>> START INPUT

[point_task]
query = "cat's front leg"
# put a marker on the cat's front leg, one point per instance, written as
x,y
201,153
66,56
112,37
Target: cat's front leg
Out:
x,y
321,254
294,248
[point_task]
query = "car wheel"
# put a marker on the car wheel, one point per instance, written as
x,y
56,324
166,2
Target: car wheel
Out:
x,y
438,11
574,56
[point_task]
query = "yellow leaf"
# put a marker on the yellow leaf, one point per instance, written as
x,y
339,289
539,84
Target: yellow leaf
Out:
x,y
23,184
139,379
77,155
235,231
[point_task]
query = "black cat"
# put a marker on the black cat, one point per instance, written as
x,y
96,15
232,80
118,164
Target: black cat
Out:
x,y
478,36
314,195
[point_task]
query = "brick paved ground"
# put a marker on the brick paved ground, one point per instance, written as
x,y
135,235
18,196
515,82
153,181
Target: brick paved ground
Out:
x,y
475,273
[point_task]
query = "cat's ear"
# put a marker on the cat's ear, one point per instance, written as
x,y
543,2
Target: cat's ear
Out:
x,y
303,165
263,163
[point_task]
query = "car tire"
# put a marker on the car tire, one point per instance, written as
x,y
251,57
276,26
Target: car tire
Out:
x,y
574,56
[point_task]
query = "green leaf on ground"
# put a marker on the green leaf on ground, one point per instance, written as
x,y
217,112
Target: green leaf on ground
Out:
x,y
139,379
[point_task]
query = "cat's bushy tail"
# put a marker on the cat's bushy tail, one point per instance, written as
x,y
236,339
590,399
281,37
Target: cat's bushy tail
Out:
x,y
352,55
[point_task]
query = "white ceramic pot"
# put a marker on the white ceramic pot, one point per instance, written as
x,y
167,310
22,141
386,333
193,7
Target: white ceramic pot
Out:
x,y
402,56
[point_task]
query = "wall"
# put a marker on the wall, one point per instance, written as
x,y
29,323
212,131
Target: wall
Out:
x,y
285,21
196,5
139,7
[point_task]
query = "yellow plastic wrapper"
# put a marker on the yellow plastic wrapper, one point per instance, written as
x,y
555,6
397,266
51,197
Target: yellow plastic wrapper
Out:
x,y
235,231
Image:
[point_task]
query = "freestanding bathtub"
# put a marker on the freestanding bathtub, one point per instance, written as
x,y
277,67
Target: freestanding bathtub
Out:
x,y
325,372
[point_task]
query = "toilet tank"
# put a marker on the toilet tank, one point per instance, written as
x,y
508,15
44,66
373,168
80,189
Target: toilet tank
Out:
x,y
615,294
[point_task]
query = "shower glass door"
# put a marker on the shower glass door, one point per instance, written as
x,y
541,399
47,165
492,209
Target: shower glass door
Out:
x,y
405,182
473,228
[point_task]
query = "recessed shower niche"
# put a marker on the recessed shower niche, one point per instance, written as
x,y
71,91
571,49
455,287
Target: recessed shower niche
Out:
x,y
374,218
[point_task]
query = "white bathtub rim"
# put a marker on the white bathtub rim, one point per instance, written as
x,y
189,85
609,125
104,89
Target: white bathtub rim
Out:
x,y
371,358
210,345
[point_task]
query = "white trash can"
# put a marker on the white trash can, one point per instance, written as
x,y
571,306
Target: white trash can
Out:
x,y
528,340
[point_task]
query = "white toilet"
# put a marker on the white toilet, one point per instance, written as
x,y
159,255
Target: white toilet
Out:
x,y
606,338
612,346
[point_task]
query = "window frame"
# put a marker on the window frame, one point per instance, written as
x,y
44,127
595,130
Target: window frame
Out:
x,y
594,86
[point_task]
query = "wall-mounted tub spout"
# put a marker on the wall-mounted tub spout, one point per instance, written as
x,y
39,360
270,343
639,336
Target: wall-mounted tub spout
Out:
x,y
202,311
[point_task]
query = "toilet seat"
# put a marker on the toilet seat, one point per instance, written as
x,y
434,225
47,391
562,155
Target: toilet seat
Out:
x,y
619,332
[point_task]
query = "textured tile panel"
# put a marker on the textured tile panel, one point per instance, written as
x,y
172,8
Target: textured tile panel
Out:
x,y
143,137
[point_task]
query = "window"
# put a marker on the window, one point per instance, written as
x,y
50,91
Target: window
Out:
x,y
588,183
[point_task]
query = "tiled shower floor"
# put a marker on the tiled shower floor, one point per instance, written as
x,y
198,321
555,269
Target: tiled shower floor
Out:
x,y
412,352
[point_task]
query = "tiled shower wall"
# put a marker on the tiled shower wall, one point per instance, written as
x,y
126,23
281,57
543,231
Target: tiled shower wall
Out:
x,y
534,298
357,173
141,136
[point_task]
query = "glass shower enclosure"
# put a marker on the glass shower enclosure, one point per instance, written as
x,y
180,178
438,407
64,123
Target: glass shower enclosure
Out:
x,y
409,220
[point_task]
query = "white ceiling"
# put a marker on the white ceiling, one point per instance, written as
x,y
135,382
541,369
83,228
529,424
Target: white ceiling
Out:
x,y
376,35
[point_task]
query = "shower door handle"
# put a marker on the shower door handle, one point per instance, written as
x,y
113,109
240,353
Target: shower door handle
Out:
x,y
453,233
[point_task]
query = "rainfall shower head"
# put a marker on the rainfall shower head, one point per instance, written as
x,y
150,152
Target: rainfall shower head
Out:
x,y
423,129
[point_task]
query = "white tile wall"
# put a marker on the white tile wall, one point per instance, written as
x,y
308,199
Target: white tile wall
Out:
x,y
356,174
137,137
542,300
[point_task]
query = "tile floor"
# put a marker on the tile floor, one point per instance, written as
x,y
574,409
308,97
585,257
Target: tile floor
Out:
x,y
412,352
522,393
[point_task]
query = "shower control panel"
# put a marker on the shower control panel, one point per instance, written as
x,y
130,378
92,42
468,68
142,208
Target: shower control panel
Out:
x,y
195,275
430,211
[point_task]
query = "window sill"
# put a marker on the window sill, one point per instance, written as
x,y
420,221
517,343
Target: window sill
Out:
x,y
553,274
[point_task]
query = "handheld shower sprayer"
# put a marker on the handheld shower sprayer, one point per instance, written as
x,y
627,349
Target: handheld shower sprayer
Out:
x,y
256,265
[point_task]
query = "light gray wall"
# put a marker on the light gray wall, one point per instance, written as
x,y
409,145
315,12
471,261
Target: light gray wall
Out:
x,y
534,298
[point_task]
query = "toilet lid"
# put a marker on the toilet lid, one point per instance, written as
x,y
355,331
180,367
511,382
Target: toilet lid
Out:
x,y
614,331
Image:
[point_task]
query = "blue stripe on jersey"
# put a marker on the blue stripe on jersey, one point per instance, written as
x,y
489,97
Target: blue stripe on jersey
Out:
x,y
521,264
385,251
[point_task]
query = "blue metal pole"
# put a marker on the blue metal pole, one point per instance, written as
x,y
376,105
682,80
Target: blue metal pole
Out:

>> END INPUT

- _EXERCISE PROMPT_
Write out all the records above again, exactly as they stand.

- _FINISHED EXERCISE_
[point_task]
query = "cat's front leg"
# put a marker on the cat's front leg, one point per instance, written as
x,y
201,153
66,56
112,37
Target: cat's front leg
Out:
x,y
321,254
294,248
[point_task]
query = "car wheel"
# put a marker on the car wheel, one point per instance, written as
x,y
56,324
166,2
Target: car wheel
Out:
x,y
438,11
574,56
[point_task]
query = "yellow leaf"
# put a marker on the yellow leaf, one point per instance, written as
x,y
339,289
539,84
Target: yellow leaf
Out:
x,y
23,184
139,379
77,155
235,231
[point_task]
query = "black cat"
# put a marker on the black cat, one point per instance, written as
x,y
96,15
232,80
118,164
Target: black cat
Out:
x,y
478,36
314,195
[point_task]
query = "brick paved ground"
# put a marker on the brick paved ground, one point per instance, written as
x,y
135,235
18,196
515,82
153,181
Target: brick paved ground
Out:
x,y
475,273
[point_task]
query = "cat's ear"
# put a marker on the cat's ear, one point per instance, written as
x,y
543,2
Target: cat's ear
Out:
x,y
303,165
263,163
[point_task]
query = "car tire"
# put a marker on the car tire, one point per instance, written as
x,y
251,57
276,26
Target: car tire
Out:
x,y
574,56
[point_task]
query = "green leaf on ground"
# put a marker on the green leaf on ground, one point per instance, written as
x,y
217,112
Target: green leaf on ground
Out:
x,y
139,379
[point_task]
query = "cat's bushy tail"
# put a marker on the cat's bushy tail, one point per instance, written as
x,y
236,339
590,399
281,37
Target: cat's bushy tail
Out:
x,y
352,55
[point_task]
query = "white ceramic pot"
# put a marker on the white ceramic pot, one point per instance, written as
x,y
167,310
22,141
386,333
193,7
Target: white ceramic pot
Out:
x,y
402,56
[point_task]
query = "wall"
# put a marker on the wall, one point per instance, written as
x,y
29,323
212,131
Target: wall
Out:
x,y
285,21
196,5
139,7
[point_task]
query = "yellow plastic wrapper"
# put a marker on the yellow plastic wrapper, one point per instance, written as
x,y
555,6
397,266
51,197
Target: yellow plastic wrapper
Out:
x,y
235,231
Image:
[point_task]
query = "freestanding bathtub"
# put a marker on the freestanding bathtub, one point per instance, written as
x,y
277,67
Target: freestanding bathtub
Out:
x,y
325,372
[point_task]
query = "toilet tank"
# put a marker on the toilet tank, one point per instance, written as
x,y
508,15
44,66
373,168
80,189
Target: toilet tank
Out:
x,y
615,294
[point_task]
query = "shower glass door"
# put a marker on the shower glass door, one point per instance, written as
x,y
541,399
47,165
492,209
Target: shower glass door
Out:
x,y
405,182
473,228
[point_task]
query = "recessed shower niche"
# put a marker on the recessed shower niche, one point per instance, written as
x,y
71,91
571,49
455,287
Target: recessed shower niche
Out:
x,y
374,218
[point_task]
query = "white bathtub rim"
# put a marker on the white bathtub rim, one point per instance, written as
x,y
189,85
609,125
104,89
Target: white bathtub rim
Out:
x,y
371,358
210,345
[point_task]
query = "white trash can"
# put a marker on the white trash can, one point per instance, written as
x,y
571,306
Target: white trash can
Out:
x,y
528,340
[point_task]
query = "white toilet"
# put a marker on the white toilet, one point per instance, written as
x,y
159,255
Target: white toilet
Out:
x,y
606,338
612,346
[point_task]
query = "window frame"
# put a marker on the window frame, one point per instance, written as
x,y
44,127
595,130
Target: window frame
Out:
x,y
594,86
[point_task]
query = "wall-mounted tub spout"
# put a marker on the wall-mounted tub spout, one point per instance, written as
x,y
39,360
270,343
639,336
Target: wall-mounted tub spout
Out:
x,y
202,311
[point_task]
query = "toilet seat"
# put a marker on the toilet seat, one point per instance, written as
x,y
434,225
47,391
562,155
Target: toilet seat
Out:
x,y
619,332
[point_task]
query = "textured tile panel"
# put a marker on the textured tile panel, one point per instance, written as
x,y
172,8
Target: textured tile panel
Out:
x,y
143,137
[point_task]
query = "window"
# put a marker on the window, one point per instance, written as
x,y
50,91
Target: window
Out:
x,y
588,183
[point_task]
query = "tiled shower floor"
# put a marker on the tiled shower floor, one point per instance, written as
x,y
198,321
555,269
Target: tiled shower floor
Out:
x,y
412,352
[point_task]
query = "tiled shower wall"
# put a marker on the tiled shower wall, one point per instance, written as
x,y
126,23
281,57
543,231
Target: tiled shower wall
Out:
x,y
534,298
357,173
141,136
[point_task]
query = "glass shower enclosure"
# put a marker on the glass shower enclosure, one point per instance, written as
x,y
180,178
438,407
64,123
Target: glass shower enclosure
Out:
x,y
409,220
[point_task]
query = "white ceiling"
# put a marker on the white ceiling, one point per instance, written as
x,y
135,382
541,369
83,228
529,424
Target: white ceiling
Out:
x,y
376,35
[point_task]
query = "shower door handle"
# put a marker on the shower door handle, one point per instance, written as
x,y
113,109
240,353
Target: shower door handle
Out:
x,y
453,233
[point_task]
query = "rainfall shower head"
# put a marker on the rainfall shower head, one point per instance, written as
x,y
150,152
Target: rainfall shower head
Out:
x,y
423,129
[point_task]
query = "white tile wall"
# put a marker on the white tile wall, one point per instance, written as
x,y
308,199
Target: white tile wall
Out:
x,y
356,174
137,137
542,300
[point_task]
query = "tile floor"
# put a marker on the tile floor, one point per instance, written as
x,y
574,409
308,97
585,257
Target: tile floor
Out:
x,y
412,352
522,393
[point_task]
query = "shower control panel"
# put a marker on the shower control panel, one point per instance, written as
x,y
130,378
92,42
468,68
142,208
Target: shower control panel
Out:
x,y
195,275
430,211
[point_task]
query = "window sill"
# put a marker on the window sill, one point per instance, written as
x,y
420,221
517,343
Target: window sill
Out:
x,y
553,274
[point_task]
query = "handheld shower sprayer"
# put a marker on the handheld shower sprayer, one point per instance, written as
x,y
627,349
Target: handheld shower sprayer
Out:
x,y
256,265
[point_task]
query = "light gray wall"
# put a marker on the light gray wall, one point per instance, written as
x,y
409,145
315,12
471,261
Target: light gray wall
Out:
x,y
534,298
[point_task]
query = "toilet lid"
# put a marker on the toilet lid, one point per instance, written as
x,y
355,331
180,367
511,382
Target: toilet lid
Out:
x,y
614,331
Image:
[point_task]
query = "blue stripe on jersey"
# put a marker on the blue stripe on jersey, one point per instance, written as
x,y
489,97
Target: blue stripe on jersey
Out:
x,y
521,264
385,251
[point_task]
query = "blue metal pole"
# put a marker on the blue metal pole, one point per instance, written as
x,y
376,105
682,80
Target: blue metal pole
Out:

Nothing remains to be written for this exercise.